■ Stated exercise
Lay out every line of the records as a Markdown table with two columns, "Row" and "Line." Number the rows, skip blank lines, and omit the pictures.

■ Bounding-box records
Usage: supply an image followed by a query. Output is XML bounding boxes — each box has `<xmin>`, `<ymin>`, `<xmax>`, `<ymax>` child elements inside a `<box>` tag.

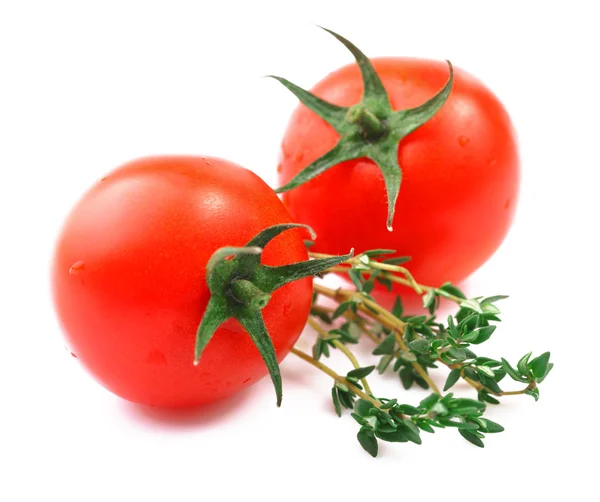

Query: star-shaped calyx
<box><xmin>269</xmin><ymin>28</ymin><xmax>454</xmax><ymax>231</ymax></box>
<box><xmin>194</xmin><ymin>223</ymin><xmax>353</xmax><ymax>406</ymax></box>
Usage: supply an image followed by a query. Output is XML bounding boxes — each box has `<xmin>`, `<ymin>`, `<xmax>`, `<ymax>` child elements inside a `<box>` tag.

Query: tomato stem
<box><xmin>231</xmin><ymin>279</ymin><xmax>271</xmax><ymax>311</ymax></box>
<box><xmin>346</xmin><ymin>103</ymin><xmax>387</xmax><ymax>141</ymax></box>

■ Problem solution
| Row | Line |
|---|---|
| 1 | Usage: supply an image followed by a query. Output is XML bounding boxes — each box has `<xmin>`, `<ymin>`, `<xmax>`, `<ymax>` child elements inside a `<box>` tag. |
| 2 | Query: star-shaped calyx |
| 3 | <box><xmin>269</xmin><ymin>28</ymin><xmax>454</xmax><ymax>231</ymax></box> |
| 4 | <box><xmin>194</xmin><ymin>223</ymin><xmax>353</xmax><ymax>406</ymax></box> |
| 5 | Usage: supply an image followed by a query. Output is XML bounding boxes — each box has `<xmin>`, `<ymin>`, `<xmax>`, `<ymax>` child elements inside a `<box>` tag. |
| 6 | Query: tomato stem |
| 7 | <box><xmin>231</xmin><ymin>279</ymin><xmax>271</xmax><ymax>311</ymax></box> |
| 8 | <box><xmin>346</xmin><ymin>103</ymin><xmax>387</xmax><ymax>141</ymax></box> |